Problem requirements:
Reproduce the lines below from the one that contains "of the long" through the end, inclusive, and add nothing.

Data records:
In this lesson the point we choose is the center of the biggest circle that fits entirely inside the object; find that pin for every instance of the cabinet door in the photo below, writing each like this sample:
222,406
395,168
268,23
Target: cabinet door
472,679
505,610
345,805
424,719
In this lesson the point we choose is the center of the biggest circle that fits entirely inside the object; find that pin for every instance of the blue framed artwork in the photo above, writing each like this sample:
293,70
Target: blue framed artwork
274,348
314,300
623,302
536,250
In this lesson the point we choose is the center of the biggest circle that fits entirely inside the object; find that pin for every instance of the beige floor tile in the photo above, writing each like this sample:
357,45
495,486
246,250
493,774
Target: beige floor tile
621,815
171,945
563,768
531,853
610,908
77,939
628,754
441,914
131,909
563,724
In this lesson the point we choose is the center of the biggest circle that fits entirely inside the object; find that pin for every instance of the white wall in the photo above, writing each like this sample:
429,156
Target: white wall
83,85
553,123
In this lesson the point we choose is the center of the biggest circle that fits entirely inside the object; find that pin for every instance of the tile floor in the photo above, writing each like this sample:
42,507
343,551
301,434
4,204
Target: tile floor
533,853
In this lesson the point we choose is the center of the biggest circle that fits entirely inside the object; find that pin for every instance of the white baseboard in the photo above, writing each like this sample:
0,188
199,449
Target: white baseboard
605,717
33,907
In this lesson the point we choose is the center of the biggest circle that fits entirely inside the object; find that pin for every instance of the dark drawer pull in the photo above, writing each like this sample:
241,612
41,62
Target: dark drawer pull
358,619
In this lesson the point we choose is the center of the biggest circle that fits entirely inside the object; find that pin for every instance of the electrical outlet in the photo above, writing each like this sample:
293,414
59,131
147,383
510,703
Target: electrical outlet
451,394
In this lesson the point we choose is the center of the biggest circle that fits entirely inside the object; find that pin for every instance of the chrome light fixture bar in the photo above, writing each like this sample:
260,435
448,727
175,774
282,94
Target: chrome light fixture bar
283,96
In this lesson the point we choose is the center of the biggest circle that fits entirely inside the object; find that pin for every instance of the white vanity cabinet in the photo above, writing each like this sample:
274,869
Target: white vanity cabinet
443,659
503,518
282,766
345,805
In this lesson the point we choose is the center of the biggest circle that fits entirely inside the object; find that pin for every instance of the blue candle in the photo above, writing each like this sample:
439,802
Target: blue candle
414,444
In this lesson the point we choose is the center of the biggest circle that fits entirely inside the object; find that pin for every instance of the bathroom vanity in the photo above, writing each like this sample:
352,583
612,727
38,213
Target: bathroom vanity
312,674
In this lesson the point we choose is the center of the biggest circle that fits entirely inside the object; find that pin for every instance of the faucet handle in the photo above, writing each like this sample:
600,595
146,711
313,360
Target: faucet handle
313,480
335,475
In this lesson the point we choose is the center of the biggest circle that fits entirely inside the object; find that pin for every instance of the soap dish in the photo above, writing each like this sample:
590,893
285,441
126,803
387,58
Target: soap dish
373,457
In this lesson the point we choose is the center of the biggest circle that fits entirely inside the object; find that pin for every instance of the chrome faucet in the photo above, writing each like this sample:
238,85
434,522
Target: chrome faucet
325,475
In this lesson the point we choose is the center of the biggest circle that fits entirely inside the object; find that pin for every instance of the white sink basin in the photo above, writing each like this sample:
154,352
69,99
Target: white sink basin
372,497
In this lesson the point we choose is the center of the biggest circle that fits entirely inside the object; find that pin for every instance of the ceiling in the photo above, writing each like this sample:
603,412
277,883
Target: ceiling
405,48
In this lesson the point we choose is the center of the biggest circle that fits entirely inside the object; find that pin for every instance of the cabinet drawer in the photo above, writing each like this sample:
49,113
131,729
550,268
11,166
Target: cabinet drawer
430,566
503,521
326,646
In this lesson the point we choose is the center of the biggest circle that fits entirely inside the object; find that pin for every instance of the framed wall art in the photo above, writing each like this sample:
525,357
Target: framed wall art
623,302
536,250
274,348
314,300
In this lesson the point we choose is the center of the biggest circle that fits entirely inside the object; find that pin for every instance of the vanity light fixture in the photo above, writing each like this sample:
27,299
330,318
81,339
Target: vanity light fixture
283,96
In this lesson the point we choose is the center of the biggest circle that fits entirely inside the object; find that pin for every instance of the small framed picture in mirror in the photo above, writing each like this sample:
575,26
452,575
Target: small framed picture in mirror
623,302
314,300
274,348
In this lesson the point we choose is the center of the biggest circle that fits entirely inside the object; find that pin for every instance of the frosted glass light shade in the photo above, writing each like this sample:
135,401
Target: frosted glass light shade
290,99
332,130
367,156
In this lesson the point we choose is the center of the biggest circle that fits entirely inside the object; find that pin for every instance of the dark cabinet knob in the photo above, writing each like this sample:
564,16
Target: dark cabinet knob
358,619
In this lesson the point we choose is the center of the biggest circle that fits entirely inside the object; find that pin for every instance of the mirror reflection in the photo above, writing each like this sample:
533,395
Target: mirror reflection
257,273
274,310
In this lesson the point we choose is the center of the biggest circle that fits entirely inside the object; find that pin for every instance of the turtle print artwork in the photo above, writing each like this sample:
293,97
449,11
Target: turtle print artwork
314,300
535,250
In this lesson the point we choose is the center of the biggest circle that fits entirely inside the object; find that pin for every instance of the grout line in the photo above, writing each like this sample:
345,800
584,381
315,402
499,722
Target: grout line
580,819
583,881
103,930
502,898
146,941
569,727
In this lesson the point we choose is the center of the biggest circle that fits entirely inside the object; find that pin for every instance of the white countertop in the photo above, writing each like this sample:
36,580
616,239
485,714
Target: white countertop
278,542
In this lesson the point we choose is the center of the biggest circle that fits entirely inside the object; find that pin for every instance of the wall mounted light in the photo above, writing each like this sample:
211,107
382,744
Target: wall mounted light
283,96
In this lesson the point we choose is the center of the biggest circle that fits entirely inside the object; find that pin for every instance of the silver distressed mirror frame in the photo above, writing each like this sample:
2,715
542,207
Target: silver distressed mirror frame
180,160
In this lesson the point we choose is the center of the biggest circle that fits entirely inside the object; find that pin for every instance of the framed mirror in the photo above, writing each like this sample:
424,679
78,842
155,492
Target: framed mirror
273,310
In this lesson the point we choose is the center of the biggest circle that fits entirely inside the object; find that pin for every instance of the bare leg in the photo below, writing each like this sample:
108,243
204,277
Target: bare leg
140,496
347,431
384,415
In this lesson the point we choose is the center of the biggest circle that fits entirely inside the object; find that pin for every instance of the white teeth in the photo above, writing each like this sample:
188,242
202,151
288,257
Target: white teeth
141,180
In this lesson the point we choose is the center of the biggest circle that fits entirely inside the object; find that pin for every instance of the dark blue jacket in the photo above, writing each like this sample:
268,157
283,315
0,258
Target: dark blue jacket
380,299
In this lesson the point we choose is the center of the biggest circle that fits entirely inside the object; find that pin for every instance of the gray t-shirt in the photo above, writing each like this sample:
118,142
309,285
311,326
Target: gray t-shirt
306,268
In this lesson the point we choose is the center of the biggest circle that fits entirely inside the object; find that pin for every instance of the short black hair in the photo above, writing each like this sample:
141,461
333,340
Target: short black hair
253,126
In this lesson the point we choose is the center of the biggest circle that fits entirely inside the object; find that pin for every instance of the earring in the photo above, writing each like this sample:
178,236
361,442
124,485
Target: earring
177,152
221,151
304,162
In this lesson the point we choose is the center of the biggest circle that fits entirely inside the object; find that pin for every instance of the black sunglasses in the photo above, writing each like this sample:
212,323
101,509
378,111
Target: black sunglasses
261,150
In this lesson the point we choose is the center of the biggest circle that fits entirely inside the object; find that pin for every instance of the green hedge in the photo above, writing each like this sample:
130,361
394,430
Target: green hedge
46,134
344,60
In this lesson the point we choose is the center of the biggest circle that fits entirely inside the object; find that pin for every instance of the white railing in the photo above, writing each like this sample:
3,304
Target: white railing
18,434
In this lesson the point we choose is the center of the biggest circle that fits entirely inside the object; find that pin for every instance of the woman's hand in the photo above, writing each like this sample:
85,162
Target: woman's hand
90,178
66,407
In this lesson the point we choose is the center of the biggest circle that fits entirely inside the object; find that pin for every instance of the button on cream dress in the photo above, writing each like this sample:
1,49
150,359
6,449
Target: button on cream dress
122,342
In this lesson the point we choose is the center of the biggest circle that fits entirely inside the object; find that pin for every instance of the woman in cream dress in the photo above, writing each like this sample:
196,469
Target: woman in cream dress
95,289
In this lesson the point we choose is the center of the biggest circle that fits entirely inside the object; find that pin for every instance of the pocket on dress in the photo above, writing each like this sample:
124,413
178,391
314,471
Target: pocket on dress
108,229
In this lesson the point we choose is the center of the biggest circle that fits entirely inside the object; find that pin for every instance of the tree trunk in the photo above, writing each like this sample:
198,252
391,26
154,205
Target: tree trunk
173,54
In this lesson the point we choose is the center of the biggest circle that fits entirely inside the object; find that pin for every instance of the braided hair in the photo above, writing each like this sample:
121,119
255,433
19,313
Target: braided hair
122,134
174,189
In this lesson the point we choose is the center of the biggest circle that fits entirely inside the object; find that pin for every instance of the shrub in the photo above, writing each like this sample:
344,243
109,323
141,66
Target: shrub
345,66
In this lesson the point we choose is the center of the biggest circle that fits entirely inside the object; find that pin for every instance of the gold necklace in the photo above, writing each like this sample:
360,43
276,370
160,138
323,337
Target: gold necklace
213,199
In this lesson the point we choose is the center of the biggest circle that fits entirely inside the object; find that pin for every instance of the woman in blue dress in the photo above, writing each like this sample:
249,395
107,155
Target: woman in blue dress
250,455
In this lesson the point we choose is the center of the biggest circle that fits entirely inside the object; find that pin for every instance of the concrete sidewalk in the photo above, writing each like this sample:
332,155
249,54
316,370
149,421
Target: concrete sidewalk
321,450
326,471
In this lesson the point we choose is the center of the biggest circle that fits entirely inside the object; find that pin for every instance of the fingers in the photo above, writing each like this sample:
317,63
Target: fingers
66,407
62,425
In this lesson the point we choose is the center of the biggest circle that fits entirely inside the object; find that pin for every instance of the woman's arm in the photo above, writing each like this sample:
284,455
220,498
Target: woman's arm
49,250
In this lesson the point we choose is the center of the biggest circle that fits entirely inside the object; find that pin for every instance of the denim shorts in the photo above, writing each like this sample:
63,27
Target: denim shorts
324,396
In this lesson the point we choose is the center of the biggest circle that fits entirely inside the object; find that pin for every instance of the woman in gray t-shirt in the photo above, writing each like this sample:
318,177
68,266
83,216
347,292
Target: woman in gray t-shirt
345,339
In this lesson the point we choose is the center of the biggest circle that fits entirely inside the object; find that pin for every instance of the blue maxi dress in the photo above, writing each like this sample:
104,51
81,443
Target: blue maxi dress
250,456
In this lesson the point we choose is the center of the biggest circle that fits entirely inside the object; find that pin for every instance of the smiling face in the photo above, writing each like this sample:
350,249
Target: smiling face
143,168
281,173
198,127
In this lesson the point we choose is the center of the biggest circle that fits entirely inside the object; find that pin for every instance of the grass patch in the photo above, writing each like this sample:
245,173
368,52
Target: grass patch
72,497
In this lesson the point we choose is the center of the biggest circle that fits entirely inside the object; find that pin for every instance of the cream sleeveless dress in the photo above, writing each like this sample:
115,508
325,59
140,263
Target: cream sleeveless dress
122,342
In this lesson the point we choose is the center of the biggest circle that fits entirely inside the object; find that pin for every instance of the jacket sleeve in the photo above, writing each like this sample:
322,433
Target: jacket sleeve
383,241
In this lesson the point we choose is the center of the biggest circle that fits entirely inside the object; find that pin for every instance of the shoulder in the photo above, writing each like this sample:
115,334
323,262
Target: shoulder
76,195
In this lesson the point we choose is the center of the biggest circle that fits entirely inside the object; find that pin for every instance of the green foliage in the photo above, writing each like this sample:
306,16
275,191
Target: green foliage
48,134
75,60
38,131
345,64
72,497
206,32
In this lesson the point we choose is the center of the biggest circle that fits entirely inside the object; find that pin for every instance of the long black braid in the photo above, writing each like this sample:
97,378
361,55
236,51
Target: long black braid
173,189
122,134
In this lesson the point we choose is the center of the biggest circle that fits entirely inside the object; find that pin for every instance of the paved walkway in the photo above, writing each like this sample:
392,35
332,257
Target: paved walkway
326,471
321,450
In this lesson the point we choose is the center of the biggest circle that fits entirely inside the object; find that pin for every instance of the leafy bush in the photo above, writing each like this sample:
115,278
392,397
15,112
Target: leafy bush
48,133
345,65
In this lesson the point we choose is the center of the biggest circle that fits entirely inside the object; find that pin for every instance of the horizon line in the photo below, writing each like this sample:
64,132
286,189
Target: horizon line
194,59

Final result:
In this lesson the point we choose is the center of the biggest circle that fits entirely inside the object; find that pin for every instance of the long black braid in the photo above, writing each like this sample:
97,378
361,55
236,51
Target: long black braid
173,189
122,134
In this lesson the point we choose is the center of the biggest circle that fits entirely inside the object; find that pin for every instance of the paved walkway in the photo above, writing each like this sample:
392,35
332,257
Target: paved walkway
326,471
321,450
In this lesson the point we choose is the center of the biggest circle that fits entirely inside the object; find that pin for every instance of the leafy bush in the photo above, writing each like this sample:
115,278
392,397
15,112
Target: leafy bush
48,133
345,65
In this lesson the point we choose is the center of the biggest circle that fits entirely inside the object; find that pin for every instance of the horizon line in the photo below, writing each like this sample:
64,132
286,189
Target: horizon line
194,59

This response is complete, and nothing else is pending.